(PROBLEM DESCRIPTION): From the line that includes "Target: side step of truck" to the last line of the data, quote each line precisely; both boundary lines belong in the answer.

Saved entries:
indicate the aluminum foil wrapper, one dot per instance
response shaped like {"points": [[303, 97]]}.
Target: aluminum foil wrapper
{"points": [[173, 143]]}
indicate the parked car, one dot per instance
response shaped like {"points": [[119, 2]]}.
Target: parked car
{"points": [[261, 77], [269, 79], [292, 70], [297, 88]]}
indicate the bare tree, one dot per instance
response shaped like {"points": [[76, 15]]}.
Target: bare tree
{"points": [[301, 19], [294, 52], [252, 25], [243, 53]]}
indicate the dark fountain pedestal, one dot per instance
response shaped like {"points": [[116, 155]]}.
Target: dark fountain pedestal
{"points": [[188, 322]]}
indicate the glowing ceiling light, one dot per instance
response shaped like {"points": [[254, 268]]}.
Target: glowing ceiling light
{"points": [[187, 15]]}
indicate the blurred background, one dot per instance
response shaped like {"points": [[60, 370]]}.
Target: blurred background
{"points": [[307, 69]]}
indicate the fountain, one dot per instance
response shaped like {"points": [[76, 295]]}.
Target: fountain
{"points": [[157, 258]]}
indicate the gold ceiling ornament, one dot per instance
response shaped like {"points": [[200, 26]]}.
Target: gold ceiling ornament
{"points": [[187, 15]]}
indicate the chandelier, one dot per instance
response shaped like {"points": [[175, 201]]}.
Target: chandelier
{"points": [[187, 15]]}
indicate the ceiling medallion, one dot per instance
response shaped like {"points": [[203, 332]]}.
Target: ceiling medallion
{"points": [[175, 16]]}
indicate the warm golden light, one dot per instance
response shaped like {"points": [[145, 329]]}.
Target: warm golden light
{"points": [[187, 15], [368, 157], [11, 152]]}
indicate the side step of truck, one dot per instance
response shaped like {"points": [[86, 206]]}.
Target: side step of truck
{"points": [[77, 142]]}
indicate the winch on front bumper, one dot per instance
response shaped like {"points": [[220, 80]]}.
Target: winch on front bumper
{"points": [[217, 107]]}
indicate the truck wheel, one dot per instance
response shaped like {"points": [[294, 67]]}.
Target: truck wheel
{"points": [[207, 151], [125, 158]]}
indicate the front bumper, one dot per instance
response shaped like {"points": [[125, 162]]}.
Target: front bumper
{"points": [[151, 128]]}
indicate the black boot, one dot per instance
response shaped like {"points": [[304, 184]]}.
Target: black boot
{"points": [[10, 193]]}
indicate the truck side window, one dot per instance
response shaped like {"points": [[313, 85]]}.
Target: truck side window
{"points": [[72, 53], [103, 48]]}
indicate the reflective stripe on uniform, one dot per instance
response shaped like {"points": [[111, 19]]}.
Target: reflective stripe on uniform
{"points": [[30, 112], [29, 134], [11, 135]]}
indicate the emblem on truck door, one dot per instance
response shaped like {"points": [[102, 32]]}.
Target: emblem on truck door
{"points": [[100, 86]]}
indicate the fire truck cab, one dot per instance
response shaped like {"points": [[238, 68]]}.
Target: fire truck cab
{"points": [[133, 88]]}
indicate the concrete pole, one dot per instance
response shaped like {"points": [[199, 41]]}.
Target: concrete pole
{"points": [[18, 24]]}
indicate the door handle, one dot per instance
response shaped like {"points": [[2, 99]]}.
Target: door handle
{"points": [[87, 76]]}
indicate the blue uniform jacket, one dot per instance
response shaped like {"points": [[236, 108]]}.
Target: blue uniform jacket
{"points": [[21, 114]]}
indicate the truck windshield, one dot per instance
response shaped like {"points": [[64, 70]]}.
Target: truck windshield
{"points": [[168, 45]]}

(RESPONSE FOR THIS EXERCISE):
Target: side step of truck
{"points": [[77, 142]]}
indicate the winch on front bumper, one dot per instance
response shaped like {"points": [[220, 80]]}.
Target: winch on front bumper
{"points": [[217, 107]]}
indicate the truck wheel, one dot per instance
response shaped like {"points": [[294, 67]]}.
Target: truck wheel
{"points": [[207, 151], [125, 158]]}
indicate the front bumper, one dot per instance
response shaped like {"points": [[125, 162]]}.
Target: front bumper
{"points": [[151, 128]]}
indicate the black boot, one dot per instance
response shaped like {"points": [[304, 184]]}.
Target: black boot
{"points": [[10, 193]]}
indicate the truck side window, one dot per instance
response shaped like {"points": [[313, 85]]}.
Target: truck side window
{"points": [[72, 53], [103, 48]]}
indicate the reflective stripe on uniform, one dot per instance
response shaped like {"points": [[111, 19]]}.
Target: reflective stripe on uniform
{"points": [[30, 112], [29, 134], [11, 135]]}
indicate the emblem on truck door, one dot per instance
response shaped like {"points": [[102, 32]]}.
Target: emblem on truck door
{"points": [[100, 86]]}
indicate the fire truck cab, one dot per instance
response shaped like {"points": [[238, 68]]}.
Target: fire truck cab
{"points": [[133, 88]]}
indicate the concrete pole, one dot per instance
response shaped like {"points": [[199, 41]]}.
Target: concrete pole
{"points": [[18, 24]]}
indicate the door handle, one dot per instance
response shaped like {"points": [[2, 99]]}.
Target: door handle
{"points": [[87, 76]]}
indicate the blue uniform jacket, one dot per instance
response shaped like {"points": [[236, 108]]}.
Target: blue uniform jacket
{"points": [[21, 114]]}
indicate the truck windshield, one dot per instance
response shaped like {"points": [[64, 70]]}.
Target: truck windshield
{"points": [[168, 45]]}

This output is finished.